**Directions for this task**: Your task is to print all of the material verbatim.
━━━━━ Material to process
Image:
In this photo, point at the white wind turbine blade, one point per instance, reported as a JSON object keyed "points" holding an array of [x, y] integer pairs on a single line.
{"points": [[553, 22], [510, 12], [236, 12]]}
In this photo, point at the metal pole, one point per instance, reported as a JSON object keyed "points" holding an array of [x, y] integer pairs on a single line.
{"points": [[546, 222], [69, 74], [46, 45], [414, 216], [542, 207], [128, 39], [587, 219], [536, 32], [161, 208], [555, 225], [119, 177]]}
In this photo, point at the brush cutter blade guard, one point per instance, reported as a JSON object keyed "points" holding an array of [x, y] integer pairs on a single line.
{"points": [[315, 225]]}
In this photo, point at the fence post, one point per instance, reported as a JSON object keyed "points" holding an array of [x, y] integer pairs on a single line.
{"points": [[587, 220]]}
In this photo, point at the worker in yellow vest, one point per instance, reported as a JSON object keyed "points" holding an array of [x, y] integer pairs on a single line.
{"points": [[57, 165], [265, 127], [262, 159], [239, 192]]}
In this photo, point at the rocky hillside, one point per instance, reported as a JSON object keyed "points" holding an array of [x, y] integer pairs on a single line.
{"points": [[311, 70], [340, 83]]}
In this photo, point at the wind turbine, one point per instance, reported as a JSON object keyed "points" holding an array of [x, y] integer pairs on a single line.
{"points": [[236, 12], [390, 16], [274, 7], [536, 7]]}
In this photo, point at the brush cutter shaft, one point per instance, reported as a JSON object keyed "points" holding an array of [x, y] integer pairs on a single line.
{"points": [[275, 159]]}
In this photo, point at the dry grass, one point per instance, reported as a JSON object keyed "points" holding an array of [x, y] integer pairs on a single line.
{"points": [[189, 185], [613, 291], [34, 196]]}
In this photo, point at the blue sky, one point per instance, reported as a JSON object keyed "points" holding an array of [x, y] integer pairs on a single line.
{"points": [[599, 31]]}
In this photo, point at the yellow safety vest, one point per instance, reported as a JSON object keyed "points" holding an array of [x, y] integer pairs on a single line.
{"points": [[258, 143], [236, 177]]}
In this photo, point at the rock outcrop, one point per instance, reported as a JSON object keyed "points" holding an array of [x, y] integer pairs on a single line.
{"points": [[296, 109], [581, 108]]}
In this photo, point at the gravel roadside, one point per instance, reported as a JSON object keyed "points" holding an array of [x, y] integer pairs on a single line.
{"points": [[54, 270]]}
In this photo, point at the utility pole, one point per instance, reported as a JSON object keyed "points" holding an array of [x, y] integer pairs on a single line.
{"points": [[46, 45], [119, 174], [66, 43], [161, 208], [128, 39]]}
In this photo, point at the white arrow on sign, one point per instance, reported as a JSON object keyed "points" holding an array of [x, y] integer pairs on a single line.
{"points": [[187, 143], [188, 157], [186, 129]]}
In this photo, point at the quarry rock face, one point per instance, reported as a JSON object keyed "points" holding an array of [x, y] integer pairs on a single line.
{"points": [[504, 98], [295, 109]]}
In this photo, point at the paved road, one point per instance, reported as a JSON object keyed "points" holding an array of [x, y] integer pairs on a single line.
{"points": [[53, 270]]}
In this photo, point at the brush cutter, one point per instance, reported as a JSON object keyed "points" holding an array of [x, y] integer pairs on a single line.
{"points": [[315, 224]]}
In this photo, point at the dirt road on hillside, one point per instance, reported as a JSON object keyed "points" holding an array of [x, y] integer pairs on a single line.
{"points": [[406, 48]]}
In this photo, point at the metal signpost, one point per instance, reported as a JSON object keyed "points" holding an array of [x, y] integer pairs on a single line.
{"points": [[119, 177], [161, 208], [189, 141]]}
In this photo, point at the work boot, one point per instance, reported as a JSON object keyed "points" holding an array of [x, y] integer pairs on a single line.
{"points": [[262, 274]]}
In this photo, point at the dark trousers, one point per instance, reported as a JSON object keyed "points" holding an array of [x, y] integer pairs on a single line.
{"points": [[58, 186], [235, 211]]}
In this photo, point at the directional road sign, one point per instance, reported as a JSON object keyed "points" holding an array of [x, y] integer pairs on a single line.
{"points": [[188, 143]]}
━━━━━━━━━━
**Exercise result**:
Image:
In this photo, point at the white wind turbine blade, one point per instance, reported as a JSON object keyed "points" holding an array of [x, y] integer pairs on a single line.
{"points": [[553, 22], [510, 12], [236, 12]]}
In this photo, point at the metal pole, one point per instance, reported as a JSON object keyed "points" holding an array of [x, y] integer pairs on a single line.
{"points": [[546, 222], [69, 74], [46, 45], [414, 216], [542, 207], [128, 39], [587, 219], [536, 32], [161, 208], [555, 225], [119, 177]]}
In this photo, point at the brush cutter blade guard, one point per instance, reported as a JSON object keyed "points" holding an array of [x, y] integer pairs on a single line.
{"points": [[315, 225]]}
In this photo, point at the fence post, one point per instance, reported as a JSON object keyed "points" holding an array of [x, y] integer pairs on a single line.
{"points": [[587, 220]]}
In this photo, point at the worker in yellow vest, one point per instance, reported as a JSON object keyed "points" holding an array of [x, y] integer pairs on a single line.
{"points": [[57, 165], [265, 127], [262, 159], [239, 192]]}
In this photo, point at the rocky hillside, one point per instance, reported as a JSON object keyed "points" holding an array of [x, y] integer pairs on a single line.
{"points": [[311, 70], [340, 83]]}
In this photo, point at the wind turbine, one point per instance, reported as a JSON object keyed "points" holding an array of [x, y] integer pairs on a single line.
{"points": [[236, 12], [390, 16], [274, 7], [536, 7]]}
In this photo, point at the brush cutter shaft, one point per instance, reported as a JSON object keyed "points" holding an array of [x, y] integer pairs on a single line.
{"points": [[275, 159]]}
In this photo, point at the dry grass, one point per instance, reported as a JSON object keyed "points" holding an array of [x, y] integer pairs on a single line.
{"points": [[189, 185], [613, 291], [34, 196]]}
In this photo, point at the blue sky, one point per instance, reported as a JSON object keyed "points" holding an array of [x, y] integer pairs on a single line.
{"points": [[599, 31]]}
In this photo, point at the yellow safety vest, one point per instance, reported as a JSON object keyed "points" holding an array of [x, y] integer pairs on a single line.
{"points": [[258, 143], [236, 177]]}
In this photo, point at the rock outcrop, one point per instance, reported as a JSON object keyed "points" holding an array of [x, y] integer pairs on a single line.
{"points": [[296, 109], [581, 108]]}
In this photo, point at the gravel roadside, one point per instance, reported as a JSON object keyed "points" holding an array of [x, y] integer pairs on a single line.
{"points": [[54, 270]]}
In this photo, point at the utility pole, one point per instance, reported as a JSON object keyed "points" holding an array of [x, y] integer pairs on a single line.
{"points": [[46, 45], [119, 174], [66, 43], [161, 208], [128, 39]]}
In this photo, point at the white arrow on sign, one point per instance, reported as a JSON object keyed "points" holding an array of [x, y] integer pairs on a single line.
{"points": [[187, 143], [188, 157], [186, 129]]}
In this photo, point at the quarry rock face, one point per instance, reported as a JSON object keyed "points" holding an array of [x, y] integer pairs on a single line.
{"points": [[504, 98], [295, 109]]}
In this photo, point at the paved road, one point per instance, reported as a JSON object keyed "points" holding an array of [x, y] integer pairs on a single line.
{"points": [[53, 270]]}
In this photo, point at the brush cutter, one point per instance, reported as a JSON object keyed "points" holding an array of [x, y] integer pairs on a single line.
{"points": [[315, 224]]}
In this photo, point at the dirt road on hillside, one point per instance, reported as a JSON object keyed "points" holding an array of [x, y] integer pairs on a single line.
{"points": [[406, 48]]}
In this photo, point at the metal signpost, one point per instance, reported as a JSON object keyed "points" holding an array of [x, y] integer pairs on a single line.
{"points": [[119, 177], [161, 208], [189, 141]]}
In this photo, point at the work boot, one point per instance, reported as a JSON object keyed "points" holding an array of [x, y] integer pairs on a single line.
{"points": [[262, 274]]}
In this photo, point at the dark trousers, one point per instance, reported as a JSON object keyed "points" holding an array of [x, y] integer pairs on a single line.
{"points": [[58, 186], [235, 211]]}
In this photo, point at the directional road sign, one point per instance, reported as a JSON object keyed "points" holding an array of [x, y] integer pairs on a single line.
{"points": [[188, 143]]}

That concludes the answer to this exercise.